BEGIN SUPPLIED INFORMATION

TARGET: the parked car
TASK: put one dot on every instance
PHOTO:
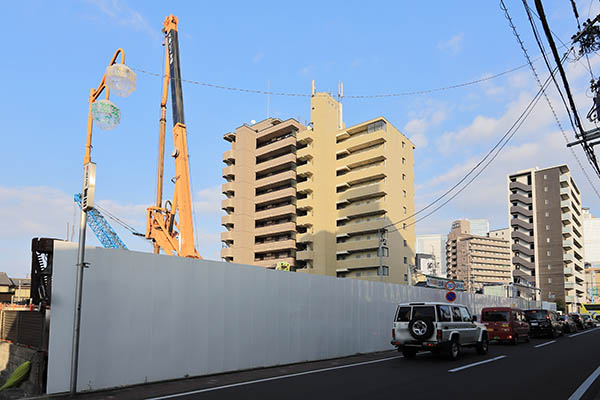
(505, 324)
(578, 320)
(588, 321)
(437, 327)
(569, 324)
(544, 323)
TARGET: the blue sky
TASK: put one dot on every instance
(58, 50)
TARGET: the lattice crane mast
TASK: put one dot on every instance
(170, 227)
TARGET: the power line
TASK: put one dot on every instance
(537, 78)
(398, 94)
(499, 145)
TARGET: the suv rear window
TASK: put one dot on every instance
(536, 314)
(424, 311)
(403, 314)
(495, 316)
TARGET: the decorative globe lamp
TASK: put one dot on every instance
(106, 115)
(120, 79)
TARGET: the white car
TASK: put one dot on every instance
(437, 327)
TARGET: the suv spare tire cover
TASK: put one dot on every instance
(420, 328)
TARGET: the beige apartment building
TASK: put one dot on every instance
(546, 224)
(316, 196)
(477, 260)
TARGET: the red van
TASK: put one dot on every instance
(505, 324)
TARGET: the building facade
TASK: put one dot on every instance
(545, 219)
(317, 196)
(477, 260)
(434, 245)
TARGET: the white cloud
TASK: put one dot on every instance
(121, 14)
(453, 45)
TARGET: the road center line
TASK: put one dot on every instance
(543, 344)
(585, 385)
(475, 364)
(583, 333)
(171, 396)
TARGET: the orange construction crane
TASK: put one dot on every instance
(173, 236)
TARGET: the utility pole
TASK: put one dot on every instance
(382, 247)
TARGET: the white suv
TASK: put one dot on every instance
(436, 327)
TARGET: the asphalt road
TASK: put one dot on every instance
(562, 368)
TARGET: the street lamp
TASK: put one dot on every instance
(120, 79)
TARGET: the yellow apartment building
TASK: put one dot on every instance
(316, 196)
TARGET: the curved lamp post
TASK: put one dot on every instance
(120, 79)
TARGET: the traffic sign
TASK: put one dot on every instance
(450, 296)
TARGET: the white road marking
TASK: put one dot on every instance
(475, 364)
(543, 344)
(171, 396)
(583, 333)
(585, 385)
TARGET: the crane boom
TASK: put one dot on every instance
(175, 236)
(101, 228)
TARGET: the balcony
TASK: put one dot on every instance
(287, 142)
(275, 195)
(227, 252)
(304, 204)
(227, 188)
(228, 156)
(228, 172)
(275, 228)
(227, 220)
(518, 185)
(274, 246)
(361, 209)
(521, 210)
(365, 226)
(276, 178)
(275, 212)
(227, 236)
(362, 192)
(227, 204)
(363, 262)
(521, 198)
(306, 237)
(305, 255)
(362, 174)
(275, 162)
(356, 245)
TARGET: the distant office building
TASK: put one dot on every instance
(547, 233)
(479, 227)
(316, 197)
(503, 234)
(478, 260)
(434, 245)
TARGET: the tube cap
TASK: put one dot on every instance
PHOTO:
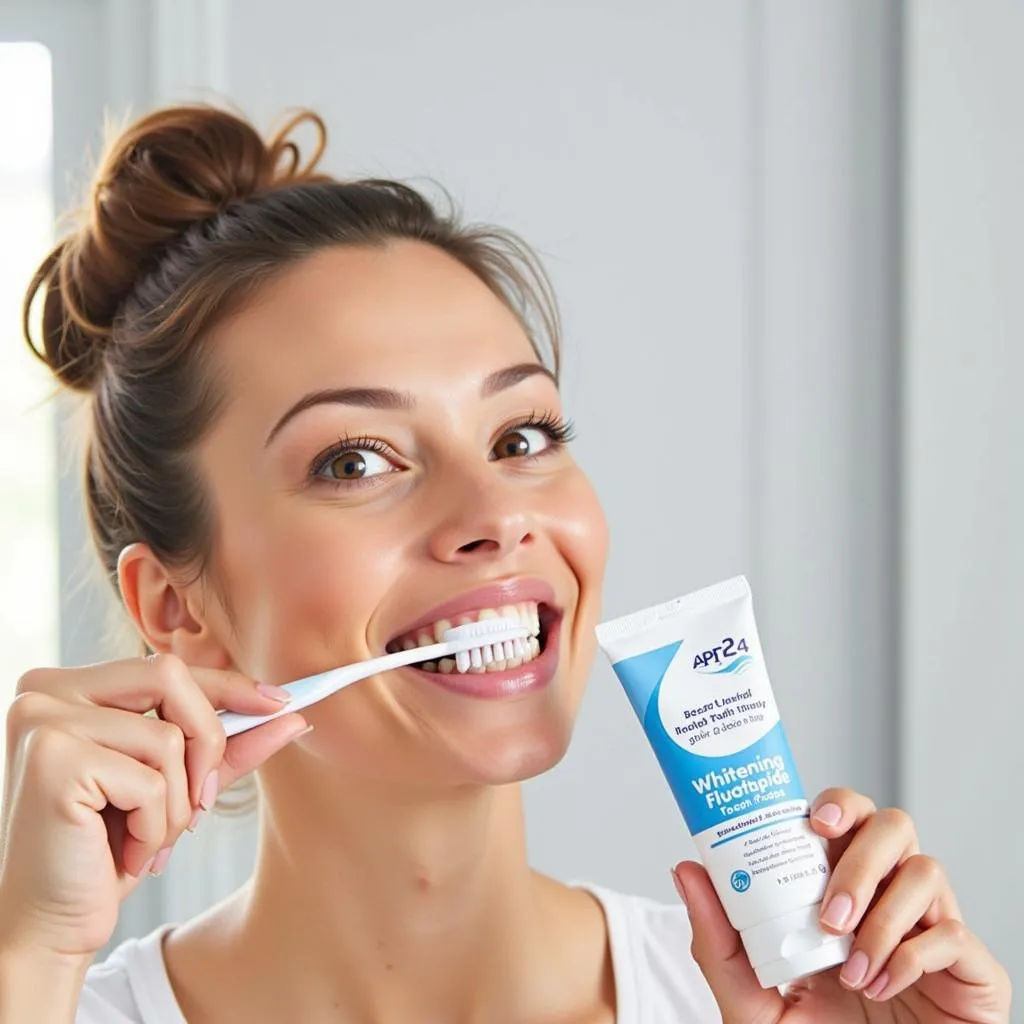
(793, 946)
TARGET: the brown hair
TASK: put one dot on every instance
(189, 212)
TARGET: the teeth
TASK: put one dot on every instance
(488, 657)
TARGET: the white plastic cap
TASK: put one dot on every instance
(793, 946)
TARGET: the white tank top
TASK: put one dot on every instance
(656, 980)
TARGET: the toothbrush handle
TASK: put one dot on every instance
(310, 690)
(233, 722)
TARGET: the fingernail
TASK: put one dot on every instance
(679, 889)
(837, 910)
(855, 969)
(828, 814)
(208, 797)
(876, 988)
(160, 861)
(278, 693)
(304, 732)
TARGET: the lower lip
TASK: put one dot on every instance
(532, 676)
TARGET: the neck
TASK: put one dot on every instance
(424, 905)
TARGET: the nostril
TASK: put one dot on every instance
(473, 546)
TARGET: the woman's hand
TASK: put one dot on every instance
(96, 793)
(912, 957)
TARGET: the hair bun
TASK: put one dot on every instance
(166, 172)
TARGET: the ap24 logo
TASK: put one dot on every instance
(728, 657)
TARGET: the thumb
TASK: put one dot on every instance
(720, 954)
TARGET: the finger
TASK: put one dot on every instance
(77, 775)
(837, 814)
(720, 954)
(949, 946)
(918, 885)
(154, 742)
(246, 752)
(163, 682)
(882, 843)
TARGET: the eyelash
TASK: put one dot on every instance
(560, 432)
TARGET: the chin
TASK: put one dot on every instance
(513, 756)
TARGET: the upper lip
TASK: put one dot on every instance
(514, 591)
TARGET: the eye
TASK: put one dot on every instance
(353, 464)
(522, 441)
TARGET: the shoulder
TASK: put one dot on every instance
(656, 979)
(130, 986)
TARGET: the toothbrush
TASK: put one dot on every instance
(473, 645)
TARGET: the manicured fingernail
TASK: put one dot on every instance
(854, 969)
(210, 787)
(304, 732)
(679, 889)
(877, 987)
(828, 814)
(278, 693)
(160, 861)
(838, 910)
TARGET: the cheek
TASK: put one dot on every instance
(303, 592)
(581, 530)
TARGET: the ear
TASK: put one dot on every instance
(170, 617)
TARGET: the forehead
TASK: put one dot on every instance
(393, 314)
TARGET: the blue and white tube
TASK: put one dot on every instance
(695, 675)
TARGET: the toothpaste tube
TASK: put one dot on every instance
(695, 675)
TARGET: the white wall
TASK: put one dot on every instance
(718, 193)
(964, 602)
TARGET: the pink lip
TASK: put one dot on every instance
(512, 591)
(526, 679)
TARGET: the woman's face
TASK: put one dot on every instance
(389, 464)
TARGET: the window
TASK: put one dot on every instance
(29, 581)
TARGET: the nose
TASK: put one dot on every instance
(485, 519)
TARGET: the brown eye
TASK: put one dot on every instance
(348, 466)
(516, 443)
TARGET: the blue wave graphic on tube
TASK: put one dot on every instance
(733, 668)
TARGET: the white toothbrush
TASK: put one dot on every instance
(473, 645)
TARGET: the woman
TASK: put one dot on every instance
(325, 424)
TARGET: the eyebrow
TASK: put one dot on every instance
(383, 397)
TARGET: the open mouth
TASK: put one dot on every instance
(536, 616)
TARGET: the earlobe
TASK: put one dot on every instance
(161, 609)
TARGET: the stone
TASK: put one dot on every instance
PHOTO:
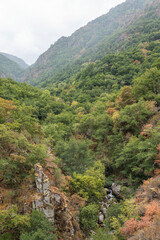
(104, 211)
(100, 218)
(107, 190)
(116, 188)
(57, 197)
(43, 203)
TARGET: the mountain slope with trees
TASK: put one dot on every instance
(95, 135)
(11, 66)
(77, 48)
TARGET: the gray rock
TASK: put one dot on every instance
(100, 218)
(107, 190)
(116, 188)
(43, 186)
(57, 198)
(104, 211)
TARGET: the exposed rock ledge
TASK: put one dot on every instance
(57, 207)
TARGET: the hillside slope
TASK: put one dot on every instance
(69, 49)
(15, 59)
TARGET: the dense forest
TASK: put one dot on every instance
(84, 147)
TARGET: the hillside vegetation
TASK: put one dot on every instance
(86, 44)
(91, 128)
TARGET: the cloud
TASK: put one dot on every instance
(29, 27)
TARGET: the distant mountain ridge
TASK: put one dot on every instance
(10, 68)
(67, 50)
(17, 60)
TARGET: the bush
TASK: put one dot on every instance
(89, 217)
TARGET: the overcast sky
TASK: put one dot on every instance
(29, 27)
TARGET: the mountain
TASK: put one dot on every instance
(9, 68)
(17, 60)
(77, 49)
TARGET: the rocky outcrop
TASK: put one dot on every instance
(44, 202)
(61, 210)
(116, 188)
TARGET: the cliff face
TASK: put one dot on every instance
(68, 49)
(61, 210)
(56, 206)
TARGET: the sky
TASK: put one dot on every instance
(29, 27)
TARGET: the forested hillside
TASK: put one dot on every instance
(11, 66)
(80, 157)
(69, 53)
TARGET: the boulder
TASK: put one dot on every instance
(100, 218)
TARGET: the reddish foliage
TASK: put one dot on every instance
(131, 226)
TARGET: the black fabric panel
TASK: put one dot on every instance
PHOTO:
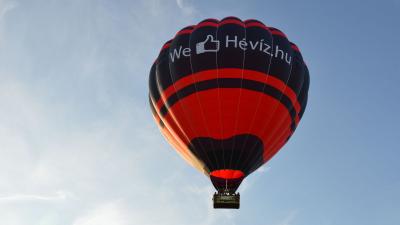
(296, 78)
(305, 87)
(281, 56)
(203, 148)
(258, 40)
(163, 76)
(179, 62)
(230, 54)
(154, 92)
(205, 60)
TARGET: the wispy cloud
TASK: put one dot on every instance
(289, 219)
(7, 6)
(58, 196)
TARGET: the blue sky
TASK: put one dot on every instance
(78, 144)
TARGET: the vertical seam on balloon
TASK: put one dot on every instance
(240, 95)
(259, 100)
(219, 99)
(276, 106)
(284, 118)
(185, 154)
(198, 100)
(184, 113)
(273, 144)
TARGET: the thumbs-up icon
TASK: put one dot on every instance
(208, 45)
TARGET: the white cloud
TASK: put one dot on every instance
(58, 196)
(7, 6)
(104, 214)
(288, 220)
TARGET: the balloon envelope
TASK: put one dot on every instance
(227, 95)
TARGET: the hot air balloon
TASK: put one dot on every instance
(227, 95)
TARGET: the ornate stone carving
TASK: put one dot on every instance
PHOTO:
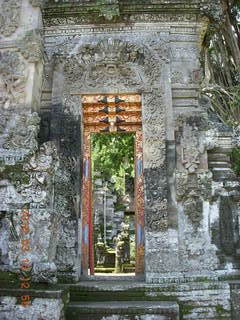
(9, 16)
(109, 9)
(44, 272)
(155, 163)
(110, 62)
(236, 136)
(12, 79)
(31, 46)
(212, 9)
(37, 3)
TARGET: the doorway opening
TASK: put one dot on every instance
(113, 202)
(112, 194)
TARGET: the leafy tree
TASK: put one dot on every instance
(113, 157)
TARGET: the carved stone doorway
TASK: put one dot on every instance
(108, 114)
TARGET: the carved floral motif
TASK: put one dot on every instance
(12, 79)
(9, 16)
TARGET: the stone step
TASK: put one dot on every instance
(117, 310)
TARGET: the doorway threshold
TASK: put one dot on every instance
(113, 277)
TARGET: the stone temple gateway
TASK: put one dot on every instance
(52, 55)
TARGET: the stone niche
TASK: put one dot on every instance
(112, 47)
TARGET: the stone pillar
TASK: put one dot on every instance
(26, 173)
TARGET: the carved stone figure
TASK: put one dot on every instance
(9, 16)
(12, 79)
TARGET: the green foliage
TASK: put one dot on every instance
(113, 157)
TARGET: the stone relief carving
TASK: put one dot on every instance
(155, 163)
(109, 62)
(31, 46)
(12, 79)
(112, 62)
(31, 184)
(37, 3)
(9, 16)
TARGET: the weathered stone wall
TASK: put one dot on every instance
(152, 48)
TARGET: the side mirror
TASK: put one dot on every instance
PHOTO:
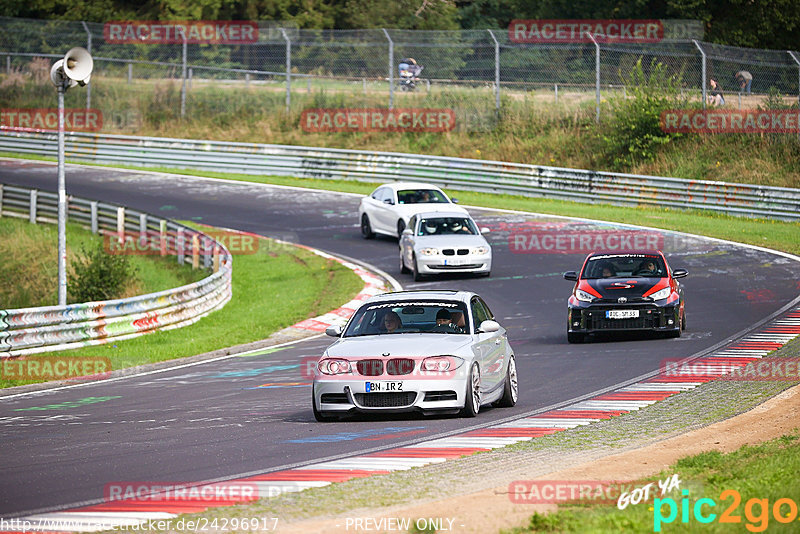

END SUPPLIED INFORMATION

Write out exactly the lines that run from the top of the listing above to the line containing "TARGET: the power line", both ends included. Omit every picture.

__RESULT FOR THIS EXERCISE__
TARGET: the parked car
TASK: put one dot on every instance
PHOTO:
(505, 324)
(578, 320)
(588, 321)
(437, 327)
(569, 324)
(544, 323)
TARGET: the blue sky
TASK: put one dot on every instance
(58, 50)
TARGET: the lattice crane mast
TASK: put one dot on every instance
(170, 227)
TARGET: the power line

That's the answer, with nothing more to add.